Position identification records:
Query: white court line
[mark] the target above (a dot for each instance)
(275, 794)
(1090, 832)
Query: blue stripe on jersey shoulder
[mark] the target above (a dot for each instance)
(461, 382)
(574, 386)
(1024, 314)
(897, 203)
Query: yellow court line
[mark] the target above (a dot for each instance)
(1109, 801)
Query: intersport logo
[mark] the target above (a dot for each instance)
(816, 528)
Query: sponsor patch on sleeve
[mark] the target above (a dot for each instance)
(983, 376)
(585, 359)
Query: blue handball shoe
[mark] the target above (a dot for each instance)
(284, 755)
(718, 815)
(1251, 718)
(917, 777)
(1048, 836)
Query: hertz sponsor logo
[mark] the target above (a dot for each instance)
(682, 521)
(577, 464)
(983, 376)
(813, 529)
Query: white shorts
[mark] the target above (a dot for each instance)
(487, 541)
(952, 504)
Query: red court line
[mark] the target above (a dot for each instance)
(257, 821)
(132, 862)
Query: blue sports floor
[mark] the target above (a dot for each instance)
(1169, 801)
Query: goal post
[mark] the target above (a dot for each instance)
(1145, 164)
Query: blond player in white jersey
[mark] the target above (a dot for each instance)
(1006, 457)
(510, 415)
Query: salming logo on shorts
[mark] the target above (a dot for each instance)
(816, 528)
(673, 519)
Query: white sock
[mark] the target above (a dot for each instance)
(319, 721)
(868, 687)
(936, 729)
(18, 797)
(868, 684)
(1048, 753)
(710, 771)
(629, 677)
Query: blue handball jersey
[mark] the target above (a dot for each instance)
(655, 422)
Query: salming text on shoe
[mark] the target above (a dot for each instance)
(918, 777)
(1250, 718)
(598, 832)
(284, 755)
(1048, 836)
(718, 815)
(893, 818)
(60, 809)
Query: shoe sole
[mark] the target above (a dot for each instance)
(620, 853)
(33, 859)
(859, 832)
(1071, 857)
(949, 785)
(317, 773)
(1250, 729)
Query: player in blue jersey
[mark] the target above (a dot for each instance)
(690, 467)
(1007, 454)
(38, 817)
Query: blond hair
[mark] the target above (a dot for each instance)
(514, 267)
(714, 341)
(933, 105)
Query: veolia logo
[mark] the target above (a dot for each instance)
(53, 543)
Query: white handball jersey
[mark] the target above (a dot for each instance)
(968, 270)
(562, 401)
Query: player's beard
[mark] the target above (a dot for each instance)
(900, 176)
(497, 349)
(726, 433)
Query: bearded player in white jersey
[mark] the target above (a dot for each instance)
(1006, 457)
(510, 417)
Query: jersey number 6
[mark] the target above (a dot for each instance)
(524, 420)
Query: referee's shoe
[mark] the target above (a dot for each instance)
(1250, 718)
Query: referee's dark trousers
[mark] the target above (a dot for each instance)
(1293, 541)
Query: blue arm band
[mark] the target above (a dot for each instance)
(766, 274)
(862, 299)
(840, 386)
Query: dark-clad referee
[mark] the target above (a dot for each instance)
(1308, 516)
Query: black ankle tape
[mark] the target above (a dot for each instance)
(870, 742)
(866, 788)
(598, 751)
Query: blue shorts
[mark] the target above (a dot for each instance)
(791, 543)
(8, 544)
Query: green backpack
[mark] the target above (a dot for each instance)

● WRITTEN EXERCISE
Write the entire listing out again, word for word.

● RIGHT ANSWER
Query: white court line
[mark] the target above (a dot for each instance)
(275, 794)
(1090, 832)
Query: blue stripe on jersey shoulder
[mark] the target above (a dot for each instance)
(461, 382)
(574, 386)
(1024, 314)
(897, 203)
Query: yellow court line
[mark] the target above (a dot for each instance)
(1109, 801)
Query: intersport logo
[mark] the target above (a dot for each instance)
(816, 528)
Query: sponsor patch on sleeve
[mark] the target above (a dot for each instance)
(983, 376)
(585, 359)
Query: blue handball shoe
[mark] the target above (a dot for each instance)
(284, 755)
(718, 815)
(1251, 718)
(917, 777)
(1048, 836)
Query: hertz sponsor logo
[mark] the target above (a dot for each instance)
(682, 521)
(577, 464)
(983, 376)
(813, 529)
Query: white shorts
[mark] the target above (a dot for each instance)
(487, 541)
(952, 504)
Query: red court line
[mark] the target above (a dot for each instance)
(257, 821)
(132, 862)
Query: blue sports floor
[mark] the target above (a dot for each instance)
(1169, 801)
Query: goal post
[mark] the target above (a dot for each instance)
(1145, 164)
Query: blond player in white jersey
[mark] the target above (a dot for each instance)
(1006, 457)
(510, 415)
Query: salming logo on shorts
[mark] the target above (a dot for each instance)
(816, 528)
(673, 519)
Query: white sock
[mark] the target above (a dot for each instance)
(319, 721)
(868, 687)
(936, 729)
(18, 797)
(868, 684)
(1048, 753)
(710, 771)
(629, 677)
Query: blue handball jersey
[mark] the target above (a dot for each instance)
(655, 422)
Query: salming text on shoe
[mark] the target above (a dot for each instance)
(918, 777)
(1250, 718)
(598, 832)
(284, 755)
(1048, 836)
(718, 815)
(893, 818)
(60, 809)
Query: shoe sole
[mark] the target above (a dot for each instance)
(620, 853)
(33, 859)
(859, 832)
(1071, 857)
(949, 785)
(317, 773)
(1250, 729)
Query: player in blue jersey
[mark] the target above (a dot for each instance)
(690, 467)
(1007, 454)
(38, 817)
Query: blond hair
[mark] the target above (a dot for each instance)
(514, 267)
(714, 341)
(933, 105)
Query: veolia logo
[mark] the target above (a dot for each instance)
(53, 543)
Query: white handball jersey
[mark] the target above (a dot for each instance)
(968, 270)
(562, 401)
Query: player's beard
[mark] the target above (a dot for each instance)
(900, 176)
(497, 349)
(726, 433)
Query: bearded player in white jersey
[mark] the target above (a dot for each instance)
(1006, 457)
(510, 417)
Query: jersey number 6
[mark] the target above (a dot for each instance)
(524, 420)
Query: referee's shoe
[mark] the target above (a dot for each instance)
(1250, 718)
Query: referee's dark trousers
[mark] the target above (a dot for each instance)
(1293, 541)
Query: blue arm band
[mark] the target above (a dot for each instance)
(766, 274)
(862, 299)
(840, 386)
Query: dark-clad referee
[mark] the target above (a dot for each instance)
(1308, 516)
Query: black ankle tape
[mark] the target above (a dot for each instance)
(870, 742)
(866, 788)
(598, 751)
Query: blue shorts
[mark] the target above (a dot for each instance)
(791, 543)
(8, 544)
Query: green backpack
[mark] the target above (a dot for each instance)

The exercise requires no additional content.